# The task
Would you print out all of the data exactly and keep the pictures out of it?

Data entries
-- -- --

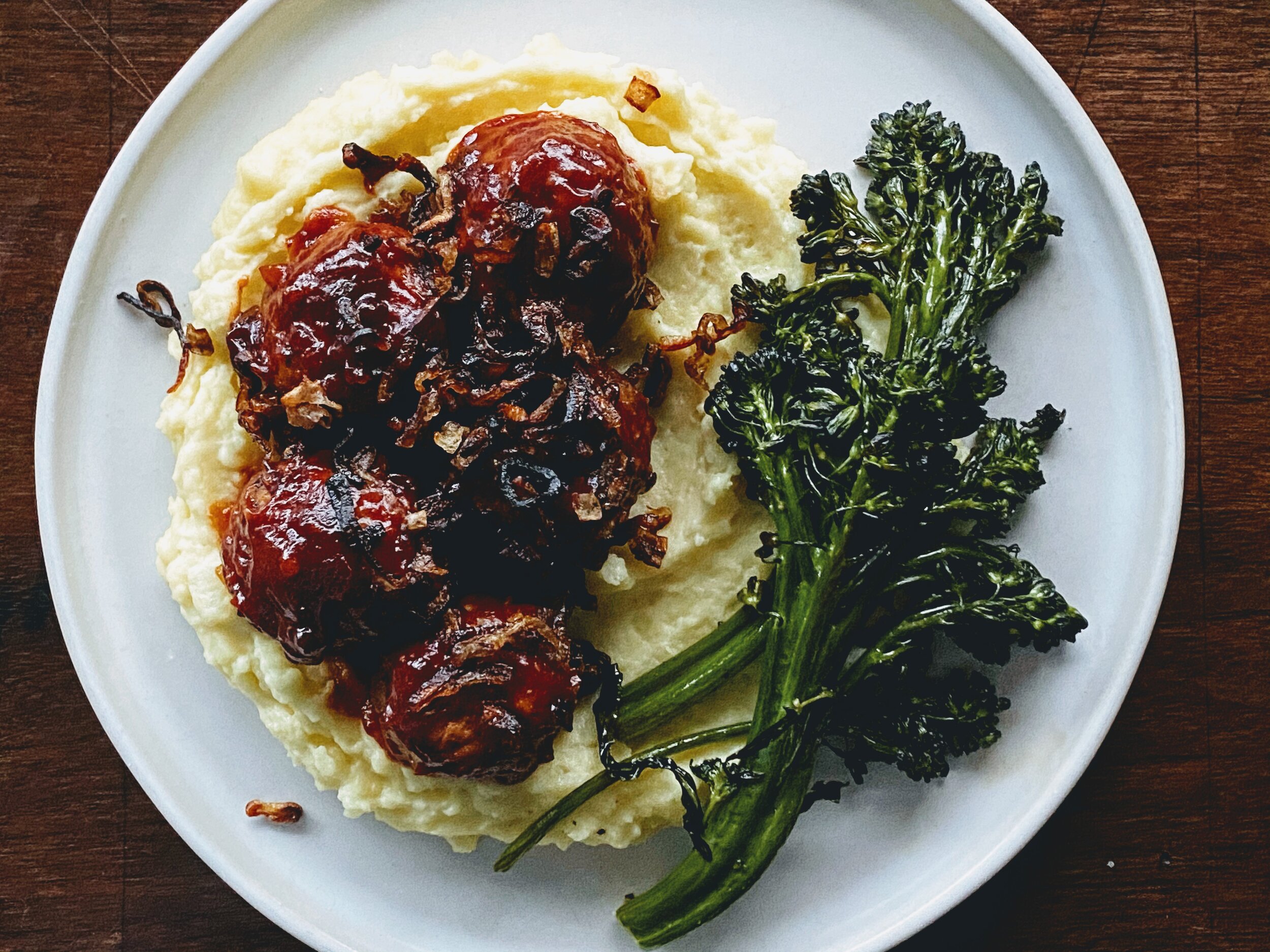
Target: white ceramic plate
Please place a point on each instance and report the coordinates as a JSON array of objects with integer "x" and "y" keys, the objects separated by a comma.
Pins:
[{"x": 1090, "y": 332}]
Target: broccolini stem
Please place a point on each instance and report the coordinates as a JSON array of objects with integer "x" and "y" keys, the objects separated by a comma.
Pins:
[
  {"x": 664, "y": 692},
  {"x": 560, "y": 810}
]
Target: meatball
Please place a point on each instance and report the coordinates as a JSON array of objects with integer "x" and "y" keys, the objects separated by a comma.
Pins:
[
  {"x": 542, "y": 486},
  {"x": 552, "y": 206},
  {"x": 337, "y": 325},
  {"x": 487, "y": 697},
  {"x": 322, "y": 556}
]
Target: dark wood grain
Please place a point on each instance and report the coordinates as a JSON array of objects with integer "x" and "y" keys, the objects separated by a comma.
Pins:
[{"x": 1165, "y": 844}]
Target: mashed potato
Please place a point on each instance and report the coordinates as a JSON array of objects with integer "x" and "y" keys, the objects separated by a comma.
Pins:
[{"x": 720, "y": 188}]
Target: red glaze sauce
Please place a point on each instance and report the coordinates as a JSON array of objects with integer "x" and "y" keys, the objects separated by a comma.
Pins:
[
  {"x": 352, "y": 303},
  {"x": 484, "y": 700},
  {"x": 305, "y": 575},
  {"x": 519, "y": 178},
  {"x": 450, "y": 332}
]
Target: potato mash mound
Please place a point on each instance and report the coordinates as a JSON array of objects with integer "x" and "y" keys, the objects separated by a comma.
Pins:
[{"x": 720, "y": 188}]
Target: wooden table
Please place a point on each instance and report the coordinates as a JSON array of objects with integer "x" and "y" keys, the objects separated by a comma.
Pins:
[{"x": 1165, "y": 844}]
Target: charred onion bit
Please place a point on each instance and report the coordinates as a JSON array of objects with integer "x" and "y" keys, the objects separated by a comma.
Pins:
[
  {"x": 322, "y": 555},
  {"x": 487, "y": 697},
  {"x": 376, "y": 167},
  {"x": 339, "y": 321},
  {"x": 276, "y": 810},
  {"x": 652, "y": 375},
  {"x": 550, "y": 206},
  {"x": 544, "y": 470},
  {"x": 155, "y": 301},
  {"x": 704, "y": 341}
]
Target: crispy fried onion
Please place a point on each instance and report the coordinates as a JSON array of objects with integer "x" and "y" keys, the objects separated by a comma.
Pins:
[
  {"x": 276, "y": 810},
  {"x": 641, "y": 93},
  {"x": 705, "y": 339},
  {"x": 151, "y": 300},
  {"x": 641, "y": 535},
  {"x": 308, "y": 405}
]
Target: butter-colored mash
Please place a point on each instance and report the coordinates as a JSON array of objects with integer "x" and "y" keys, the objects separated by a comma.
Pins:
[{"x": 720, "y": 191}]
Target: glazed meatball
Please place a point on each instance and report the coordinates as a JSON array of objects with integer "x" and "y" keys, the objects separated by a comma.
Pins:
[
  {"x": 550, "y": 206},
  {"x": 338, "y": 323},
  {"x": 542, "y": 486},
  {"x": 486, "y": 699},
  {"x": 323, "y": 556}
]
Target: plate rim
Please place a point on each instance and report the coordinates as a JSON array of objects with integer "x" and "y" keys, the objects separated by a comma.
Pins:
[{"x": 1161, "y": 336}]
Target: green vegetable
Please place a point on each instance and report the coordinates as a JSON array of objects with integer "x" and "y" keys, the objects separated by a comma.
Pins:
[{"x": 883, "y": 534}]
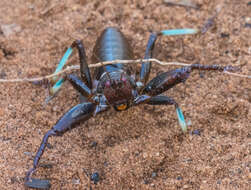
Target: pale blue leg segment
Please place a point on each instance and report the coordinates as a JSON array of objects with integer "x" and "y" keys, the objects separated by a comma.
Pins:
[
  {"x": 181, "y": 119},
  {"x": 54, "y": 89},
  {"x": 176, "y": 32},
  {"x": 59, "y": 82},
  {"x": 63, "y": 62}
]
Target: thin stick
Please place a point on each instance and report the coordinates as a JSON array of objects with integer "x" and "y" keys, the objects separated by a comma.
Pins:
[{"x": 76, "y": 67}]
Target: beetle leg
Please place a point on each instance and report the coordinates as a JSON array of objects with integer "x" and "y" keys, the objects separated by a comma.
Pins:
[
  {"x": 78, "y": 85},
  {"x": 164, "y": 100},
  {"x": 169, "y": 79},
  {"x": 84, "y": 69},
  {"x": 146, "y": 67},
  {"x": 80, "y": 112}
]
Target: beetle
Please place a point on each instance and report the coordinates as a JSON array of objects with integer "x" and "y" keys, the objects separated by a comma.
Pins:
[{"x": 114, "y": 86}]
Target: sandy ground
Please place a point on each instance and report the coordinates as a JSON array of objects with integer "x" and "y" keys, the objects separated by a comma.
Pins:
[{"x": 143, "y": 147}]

-- -- --

# Expected answer
Target: white ceramic plate
Please place a point on each instance and report the coordinates as a JSON array of objects with integer "x" and "y" keys, the objects separated by a comma.
Pins:
[{"x": 1090, "y": 332}]
Target: broccolini stem
Please place a point on each instance and report the coordinates as a JSON array of objects with integer "x" and "y" keys, the objects separated by a comma.
Pins:
[
  {"x": 664, "y": 692},
  {"x": 560, "y": 810}
]
Target: meatball
Please place a point on each instance and report the coordinates as a JSON array of objects with integer "x" and "y" keys, the objects separated by a comma.
Pins:
[
  {"x": 542, "y": 486},
  {"x": 552, "y": 206},
  {"x": 337, "y": 325},
  {"x": 487, "y": 697},
  {"x": 322, "y": 556}
]
Target: dark wood grain
Please place a point on each instance and report the coordinates as a JSON array of objects with integer "x" and "y" keys, the objects separated by a comma.
Pins:
[{"x": 1165, "y": 844}]
Target: mashed potato
Please place a point on each instance and report the coordinates as a JSON array of objects with integer "x" and "y" keys, the objects separated by a comma.
Pins:
[{"x": 720, "y": 188}]
Target: red glaze sauce
Please place a point on each instance and report the coordinates as a JSON array of objects with integer "x" and "y" keys, the objects separated by a comma.
Pins:
[
  {"x": 352, "y": 303},
  {"x": 484, "y": 700},
  {"x": 305, "y": 575},
  {"x": 519, "y": 178},
  {"x": 450, "y": 332}
]
Target: potato mash mound
Please place a point on each instance and report the coordinates as a JSON array of objects with integer "x" and "y" keys, the objects separated by a comma.
Pins:
[{"x": 720, "y": 188}]
Target: wooden table
Please place a point on each instance and report the coordinates as a JSON array of objects with integer "x" and "y" keys, the objects separated by a comma.
Pins:
[{"x": 1165, "y": 844}]
Target: charred onion bit
Please place a point on each instance and report the coordinates as a JSON array of objects with integer "x" and "y" keys, the objects separated by a comma.
Pins:
[
  {"x": 322, "y": 555},
  {"x": 487, "y": 697},
  {"x": 376, "y": 167},
  {"x": 339, "y": 321},
  {"x": 276, "y": 810},
  {"x": 652, "y": 375},
  {"x": 550, "y": 206},
  {"x": 544, "y": 470},
  {"x": 155, "y": 301},
  {"x": 704, "y": 341}
]
Target: crispy fried onion
Please place a point on each instance and report the coordinates as a JSON array of objects with integer "x" and "y" keys, the objects separated by a comma.
Pins:
[
  {"x": 276, "y": 810},
  {"x": 641, "y": 93},
  {"x": 705, "y": 339},
  {"x": 151, "y": 300},
  {"x": 641, "y": 535},
  {"x": 308, "y": 405}
]
Target: butter-colored mash
Please place a point on each instance and report the coordinates as a JSON array of objects with integer "x" and "y" keys, the objects separated by a comma.
Pins:
[{"x": 720, "y": 191}]
Target: glazed meatball
Please place a point on each instance and report the coordinates as a JSON array of objects with integer "x" and "y" keys, the objects separated by a comma.
Pins:
[
  {"x": 550, "y": 206},
  {"x": 338, "y": 323},
  {"x": 542, "y": 486},
  {"x": 486, "y": 699},
  {"x": 323, "y": 556}
]
Target: plate rim
Please place a point on each instance and report the coordinates as a JSON array of objects with integer "x" and "y" keys, the objects separated by a comma.
Pins:
[{"x": 1161, "y": 336}]
Target: green vegetable
Please place a point on each instance and report the coordinates as a JSON array of objects with integer "x" and "y" keys, the objects separated by a comma.
Pins:
[{"x": 883, "y": 534}]
Target: pale blue leg segment
Please place a point on each instance and report the coordinates as a JSON array of objects with integer "x" and "y" keys, the objects separated by a comma.
Pins:
[
  {"x": 181, "y": 119},
  {"x": 54, "y": 89},
  {"x": 176, "y": 32},
  {"x": 59, "y": 82},
  {"x": 63, "y": 62}
]
Target: thin stick
Please place a point on each instance and report the coordinates as a JSON array of objects with integer "x" and "y" keys, the objects separated by a comma.
Pins:
[{"x": 76, "y": 67}]
Target: beetle leg
Please place a point on each instance and report the coordinates as a JSON array of objects with integer "x" and "y" keys, the objects separated by a comma.
Pins:
[
  {"x": 78, "y": 85},
  {"x": 164, "y": 100},
  {"x": 169, "y": 79},
  {"x": 84, "y": 69},
  {"x": 146, "y": 67},
  {"x": 80, "y": 112}
]
Target: beetle
Please place a point on each instance and report the coordinates as a JSON array of objects with integer "x" and "y" keys, the objects separated by a comma.
Pins:
[{"x": 114, "y": 86}]
Target: sandy ground
Please place a point on each instance and report the coordinates as a JSON array of objects with integer "x" and "y" keys, the objects separated by a comma.
Pins:
[{"x": 143, "y": 147}]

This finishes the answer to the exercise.